» Task list:
[1] Reproduce the passage on GM mustard and Bt cotton word for word, between "Proponents for DMH-11" and "admitted Dr Pental.", inclusive.
[2] Resume the passage on GM mustard and Bt cotton after its last sentence and carry on writing it.

Scientist and biosafety expert Dr Vandana Shiva affirmed that cotton seed prices have increased 71,000 percent since Bt cotton was introduced.
Monsanto, the agro giant behind Bt cotton, earns royalty from Bt cotton seed sales.
Proponents for DMH-11 say it has been indigenously developed so pricing should not be an issue. But that still doesn’t justify a switch. “Officials say that GM mustard will increase the yield, but where are the results of the field trials proving this,” questioned Chaudhary.
DMH-11 is not a higher yielding hybrid than existing non GM mustard hybrids. “DMH-11’s yield is comparable with DMH-1’s (a non GM hybrid), which has similar parents; both are 20-30 percent more productive than pure lines,” admitted Dr Pental.

Natural-language object grounding data:
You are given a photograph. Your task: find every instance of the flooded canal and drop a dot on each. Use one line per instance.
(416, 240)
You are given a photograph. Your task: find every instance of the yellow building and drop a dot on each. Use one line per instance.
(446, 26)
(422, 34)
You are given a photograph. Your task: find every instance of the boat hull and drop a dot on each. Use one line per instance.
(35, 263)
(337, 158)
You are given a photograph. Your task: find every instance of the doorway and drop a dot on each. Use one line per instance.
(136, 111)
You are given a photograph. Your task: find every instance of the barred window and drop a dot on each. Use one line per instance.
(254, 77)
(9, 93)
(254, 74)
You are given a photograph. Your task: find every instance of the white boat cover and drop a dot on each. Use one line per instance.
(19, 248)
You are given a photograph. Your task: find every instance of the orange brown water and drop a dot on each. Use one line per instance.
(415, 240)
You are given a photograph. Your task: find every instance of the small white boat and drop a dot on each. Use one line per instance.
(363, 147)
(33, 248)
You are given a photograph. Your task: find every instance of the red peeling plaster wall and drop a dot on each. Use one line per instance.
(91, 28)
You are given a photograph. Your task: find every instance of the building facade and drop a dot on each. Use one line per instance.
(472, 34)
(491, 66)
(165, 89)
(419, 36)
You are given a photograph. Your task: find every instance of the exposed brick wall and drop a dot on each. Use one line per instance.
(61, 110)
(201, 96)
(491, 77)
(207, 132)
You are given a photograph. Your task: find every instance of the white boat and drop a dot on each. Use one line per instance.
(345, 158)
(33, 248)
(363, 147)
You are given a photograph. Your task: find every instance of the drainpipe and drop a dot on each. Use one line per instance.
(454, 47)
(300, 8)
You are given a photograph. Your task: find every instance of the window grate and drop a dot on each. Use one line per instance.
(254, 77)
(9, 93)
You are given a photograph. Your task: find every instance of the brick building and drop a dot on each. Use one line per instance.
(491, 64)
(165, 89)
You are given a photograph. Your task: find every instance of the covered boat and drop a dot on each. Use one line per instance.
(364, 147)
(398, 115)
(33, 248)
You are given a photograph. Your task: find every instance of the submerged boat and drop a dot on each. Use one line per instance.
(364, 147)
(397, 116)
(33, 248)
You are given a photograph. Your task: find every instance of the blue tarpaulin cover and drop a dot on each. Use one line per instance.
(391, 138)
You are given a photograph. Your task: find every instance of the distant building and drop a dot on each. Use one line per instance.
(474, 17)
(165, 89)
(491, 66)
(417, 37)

» Numbered responses:
[1]
Proponents for DMH-11 say it has been indigenously developed so pricing should not be an issue. But that still doesn’t justify a switch. “Officials say that GM mustard will increase the yield, but where are the results of the field trials proving this,” questioned Chaudhary.
DMH-11 is not a higher yielding hybrid than existing non GM mustard hybrids. “DMH-11’s yield is comparable with DMH-1’s (a non GM hybrid), which has similar parents; both are 20-30 percent more productive than pure lines,” admitted Dr Pental.

[2]
Then why did Dr Pental and his team develop DMH-11? “If we want major increase in yield in mustard, we need a robust system of hybrid seed production,” Pental explained. “Barnase/barstar, the system we have used, is the most robust system available for large scale hybrid seed production. Whereas, the system used for DMH-1 is unstable, and therefore has a limited future and limits the scope for developing higher yielding, disease resistant, quality hybrids.” According to Dr Pental, genetic engineering-based pollination control will enable the production of hybrid mustard seeds using any set of parents, which makes for a robust seed production system.
“Now that we have a system to continuously improvise on the seed by systematically improving the parents, we could create a seed that is more productive by 50-60 percent,” Pental said. “This [gradual process of improvement] is common to all crops. First generation hybrids were only 5-10 percent more productive than varieties; successive hybrids are phenomenally more productive.”
Chaudhary has grown skeptical about achieving increasing yields with GM crops based on the experience with Bt cotton. He feels Indian farmers should be left to do what they do best—work the land using hardy desi seeds.
Mustard farming in India is typically dry land, a kind of farming applied in semi-arid areas devoid of irrigation facilities, using drought-resistant crops. Dry land farming is also why India’s oilseed yield is roughly 50 percent of the global average, as per Problems and Prospects of Oilseeds Production in India, an Indian Institute of Management (IIM), Ahmedabad report.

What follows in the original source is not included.